Start of Records supplied

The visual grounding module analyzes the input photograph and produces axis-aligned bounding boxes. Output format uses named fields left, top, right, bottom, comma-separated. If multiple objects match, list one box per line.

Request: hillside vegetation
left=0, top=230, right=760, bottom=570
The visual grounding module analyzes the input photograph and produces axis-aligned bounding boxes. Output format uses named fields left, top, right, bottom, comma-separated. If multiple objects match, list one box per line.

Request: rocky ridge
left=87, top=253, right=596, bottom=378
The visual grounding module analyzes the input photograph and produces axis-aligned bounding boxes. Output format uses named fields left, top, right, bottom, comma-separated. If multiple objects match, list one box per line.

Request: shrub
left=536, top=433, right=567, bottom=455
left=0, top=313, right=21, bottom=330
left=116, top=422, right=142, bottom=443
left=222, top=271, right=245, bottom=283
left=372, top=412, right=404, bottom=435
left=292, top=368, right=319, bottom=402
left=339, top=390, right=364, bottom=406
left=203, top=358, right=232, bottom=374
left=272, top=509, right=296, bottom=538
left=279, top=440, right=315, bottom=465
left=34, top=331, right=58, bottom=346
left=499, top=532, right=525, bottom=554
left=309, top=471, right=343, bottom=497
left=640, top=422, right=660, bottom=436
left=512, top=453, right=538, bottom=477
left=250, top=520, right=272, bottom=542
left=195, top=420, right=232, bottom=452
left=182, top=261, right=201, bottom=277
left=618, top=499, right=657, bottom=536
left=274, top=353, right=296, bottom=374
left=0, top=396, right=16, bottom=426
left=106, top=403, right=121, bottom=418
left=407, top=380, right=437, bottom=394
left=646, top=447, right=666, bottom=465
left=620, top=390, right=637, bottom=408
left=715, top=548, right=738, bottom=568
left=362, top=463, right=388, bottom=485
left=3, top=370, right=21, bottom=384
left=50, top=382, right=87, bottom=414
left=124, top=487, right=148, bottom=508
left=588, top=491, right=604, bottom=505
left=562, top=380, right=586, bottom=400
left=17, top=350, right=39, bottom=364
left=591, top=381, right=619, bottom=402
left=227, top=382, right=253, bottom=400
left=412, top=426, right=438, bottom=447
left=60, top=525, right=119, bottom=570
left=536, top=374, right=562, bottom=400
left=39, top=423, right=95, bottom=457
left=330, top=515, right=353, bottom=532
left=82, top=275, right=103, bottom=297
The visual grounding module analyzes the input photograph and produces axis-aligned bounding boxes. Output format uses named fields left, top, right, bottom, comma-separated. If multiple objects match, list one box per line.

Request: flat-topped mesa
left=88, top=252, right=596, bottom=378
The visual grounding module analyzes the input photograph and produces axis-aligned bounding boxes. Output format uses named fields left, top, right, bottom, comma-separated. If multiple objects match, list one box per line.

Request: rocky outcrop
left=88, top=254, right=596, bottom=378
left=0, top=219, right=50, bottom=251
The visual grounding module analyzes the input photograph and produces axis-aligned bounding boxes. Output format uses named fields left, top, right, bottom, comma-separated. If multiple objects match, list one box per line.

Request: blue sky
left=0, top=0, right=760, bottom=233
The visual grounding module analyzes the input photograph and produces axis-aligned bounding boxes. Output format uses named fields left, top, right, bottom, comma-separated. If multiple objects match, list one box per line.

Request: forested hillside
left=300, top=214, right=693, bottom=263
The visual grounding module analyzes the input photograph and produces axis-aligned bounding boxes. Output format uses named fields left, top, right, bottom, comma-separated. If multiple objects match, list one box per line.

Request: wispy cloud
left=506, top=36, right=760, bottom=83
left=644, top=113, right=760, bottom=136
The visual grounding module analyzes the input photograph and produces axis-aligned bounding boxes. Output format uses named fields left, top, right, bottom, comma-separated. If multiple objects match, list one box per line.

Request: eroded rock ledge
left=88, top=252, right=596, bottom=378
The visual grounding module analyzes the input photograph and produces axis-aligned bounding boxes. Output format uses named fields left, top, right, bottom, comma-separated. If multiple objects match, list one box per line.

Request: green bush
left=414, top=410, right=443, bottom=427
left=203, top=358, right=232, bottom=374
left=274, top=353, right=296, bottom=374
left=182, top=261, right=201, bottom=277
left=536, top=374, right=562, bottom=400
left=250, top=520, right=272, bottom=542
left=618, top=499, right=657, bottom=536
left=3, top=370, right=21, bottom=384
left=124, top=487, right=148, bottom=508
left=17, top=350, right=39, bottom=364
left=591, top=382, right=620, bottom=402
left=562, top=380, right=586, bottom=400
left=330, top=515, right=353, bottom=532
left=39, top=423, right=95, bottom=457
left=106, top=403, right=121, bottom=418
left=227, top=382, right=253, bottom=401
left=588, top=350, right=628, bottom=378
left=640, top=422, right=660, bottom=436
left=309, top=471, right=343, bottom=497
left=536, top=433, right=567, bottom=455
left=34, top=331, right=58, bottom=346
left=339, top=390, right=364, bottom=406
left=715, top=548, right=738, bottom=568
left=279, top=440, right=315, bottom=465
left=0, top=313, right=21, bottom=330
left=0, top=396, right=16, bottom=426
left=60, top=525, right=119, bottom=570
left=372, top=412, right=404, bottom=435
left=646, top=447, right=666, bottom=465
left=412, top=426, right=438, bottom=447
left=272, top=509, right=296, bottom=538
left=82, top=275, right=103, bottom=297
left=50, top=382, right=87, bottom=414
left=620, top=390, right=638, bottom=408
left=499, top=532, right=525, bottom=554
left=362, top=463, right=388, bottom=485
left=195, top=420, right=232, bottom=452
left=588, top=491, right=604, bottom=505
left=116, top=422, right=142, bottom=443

End of Records supplied

Please present each line of the data above as a Markdown table with the columns Row and Line, leaving out blank lines.

Full solution –
| Row | Line |
|---|---|
| 1 | The visual grounding module analyzes the input photograph and produces axis-aligned bounding boxes. Output format uses named fields left, top, right, bottom, comma-separated. If multiple objects match, list one box per line. |
| 2 | Request: hillside vegetation |
| 3 | left=0, top=230, right=760, bottom=570 |
| 4 | The visual grounding module analyzes the input photograph and produces axis-aligned bounding boxes. Output format uses named fields left, top, right, bottom, comma-separated. If multiple objects match, list one box per line. |
| 5 | Request: rocky ridge |
| 6 | left=87, top=253, right=596, bottom=378 |
| 7 | The visual grounding module analyzes the input photograph and produces axis-aligned bounding boxes. Output format uses named fields left, top, right, bottom, comma-separated. If multiple objects match, list one box per line. |
| 8 | Request: shrub |
| 9 | left=536, top=433, right=567, bottom=455 |
| 10 | left=0, top=313, right=21, bottom=330 |
| 11 | left=116, top=422, right=142, bottom=443 |
| 12 | left=222, top=271, right=245, bottom=283 |
| 13 | left=372, top=412, right=404, bottom=435 |
| 14 | left=292, top=368, right=319, bottom=402 |
| 15 | left=339, top=390, right=364, bottom=406 |
| 16 | left=203, top=358, right=232, bottom=374 |
| 17 | left=272, top=509, right=296, bottom=538 |
| 18 | left=279, top=440, right=315, bottom=465 |
| 19 | left=34, top=331, right=58, bottom=346 |
| 20 | left=499, top=532, right=525, bottom=554 |
| 21 | left=309, top=471, right=343, bottom=497 |
| 22 | left=640, top=422, right=660, bottom=436 |
| 23 | left=512, top=453, right=538, bottom=477 |
| 24 | left=250, top=520, right=272, bottom=542 |
| 25 | left=195, top=420, right=232, bottom=452 |
| 26 | left=182, top=261, right=201, bottom=277 |
| 27 | left=618, top=499, right=657, bottom=536 |
| 28 | left=274, top=353, right=296, bottom=374 |
| 29 | left=0, top=396, right=16, bottom=426 |
| 30 | left=106, top=403, right=121, bottom=418 |
| 31 | left=407, top=380, right=437, bottom=394 |
| 32 | left=646, top=447, right=666, bottom=465 |
| 33 | left=620, top=390, right=637, bottom=408 |
| 34 | left=715, top=548, right=738, bottom=568 |
| 35 | left=362, top=463, right=388, bottom=485 |
| 36 | left=3, top=370, right=21, bottom=384 |
| 37 | left=50, top=382, right=87, bottom=414 |
| 38 | left=124, top=487, right=148, bottom=508 |
| 39 | left=588, top=491, right=604, bottom=505 |
| 40 | left=562, top=380, right=586, bottom=400 |
| 41 | left=17, top=350, right=39, bottom=364 |
| 42 | left=591, top=381, right=619, bottom=402 |
| 43 | left=227, top=382, right=253, bottom=400 |
| 44 | left=412, top=426, right=438, bottom=447 |
| 45 | left=60, top=525, right=119, bottom=570 |
| 46 | left=536, top=374, right=562, bottom=400 |
| 47 | left=39, top=423, right=95, bottom=457 |
| 48 | left=330, top=515, right=353, bottom=532 |
| 49 | left=82, top=275, right=103, bottom=297 |
| 50 | The visual grounding module analyzes the input photograph and produces axis-aligned bounding boxes. Output format uses named fields left, top, right, bottom, comma-separated. If multiple objects match, list one box per line. |
| 51 | Request: flat-topped mesa |
| 52 | left=88, top=252, right=596, bottom=378 |
| 53 | The visual grounding module analyzes the input photograph and produces axis-aligned bounding boxes. Output format uses named fields left, top, right, bottom, comma-separated. If multiple objects match, list one box per line. |
| 54 | Request: rocky outcrop |
| 55 | left=88, top=254, right=596, bottom=378 |
| 56 | left=0, top=219, right=50, bottom=251 |
| 57 | The visual grounding module analyzes the input photograph and produces axis-aligned bounding boxes. Output format uses named fields left, top, right, bottom, comma-separated. If multiple objects match, list one box per line. |
| 58 | Request: blue sky |
| 59 | left=0, top=0, right=760, bottom=233 |
| 60 | The visual grounding module analyzes the input photograph and produces axis-aligned bounding boxes. Output format uses named fields left, top, right, bottom, comma-separated. If multiple objects match, list one box per line. |
| 61 | Request: forested hillside |
| 62 | left=300, top=214, right=693, bottom=263 |
| 63 | The visual grounding module analyzes the input photograph and produces axis-aligned bounding boxes. Output format uses named fields left, top, right, bottom, comma-separated. If multiple objects match, list one box per line. |
| 64 | Request: wispy cloud |
| 65 | left=506, top=36, right=760, bottom=83 |
| 66 | left=644, top=113, right=760, bottom=136 |
| 67 | The visual grounding module analyzes the input photograph and produces axis-aligned bounding boxes. Output format uses named fields left, top, right, bottom, comma-separated. If multiple objects match, list one box per line. |
| 68 | Request: eroded rock ledge |
| 69 | left=88, top=252, right=596, bottom=378 |
| 70 | The visual grounding module analyzes the input photograph and produces axis-aligned bounding boxes. Output format uses named fields left, top, right, bottom, comma-separated. If multiple objects match, list one box per line. |
| 71 | Request: green bush |
| 72 | left=414, top=410, right=443, bottom=427 |
| 73 | left=203, top=358, right=232, bottom=374 |
| 74 | left=274, top=353, right=296, bottom=374 |
| 75 | left=182, top=261, right=201, bottom=277 |
| 76 | left=536, top=374, right=562, bottom=400 |
| 77 | left=250, top=520, right=272, bottom=542 |
| 78 | left=618, top=499, right=657, bottom=536 |
| 79 | left=3, top=370, right=21, bottom=384 |
| 80 | left=124, top=487, right=148, bottom=508 |
| 81 | left=17, top=350, right=39, bottom=364 |
| 82 | left=591, top=382, right=620, bottom=402 |
| 83 | left=562, top=380, right=586, bottom=400 |
| 84 | left=330, top=515, right=353, bottom=532 |
| 85 | left=39, top=423, right=95, bottom=457 |
| 86 | left=106, top=403, right=121, bottom=418 |
| 87 | left=227, top=382, right=253, bottom=401 |
| 88 | left=588, top=350, right=628, bottom=378 |
| 89 | left=640, top=422, right=660, bottom=436 |
| 90 | left=309, top=471, right=343, bottom=497 |
| 91 | left=536, top=433, right=567, bottom=455 |
| 92 | left=34, top=331, right=58, bottom=346 |
| 93 | left=339, top=390, right=364, bottom=406 |
| 94 | left=715, top=548, right=738, bottom=568 |
| 95 | left=279, top=440, right=315, bottom=465 |
| 96 | left=0, top=313, right=21, bottom=330 |
| 97 | left=0, top=396, right=16, bottom=426 |
| 98 | left=60, top=525, right=119, bottom=570 |
| 99 | left=372, top=412, right=404, bottom=435 |
| 100 | left=646, top=447, right=666, bottom=465 |
| 101 | left=412, top=426, right=438, bottom=447 |
| 102 | left=272, top=509, right=296, bottom=538 |
| 103 | left=82, top=275, right=103, bottom=297 |
| 104 | left=50, top=382, right=87, bottom=414 |
| 105 | left=620, top=390, right=638, bottom=408 |
| 106 | left=499, top=532, right=525, bottom=554 |
| 107 | left=362, top=463, right=388, bottom=485 |
| 108 | left=195, top=420, right=232, bottom=452 |
| 109 | left=588, top=491, right=604, bottom=505 |
| 110 | left=116, top=422, right=142, bottom=443 |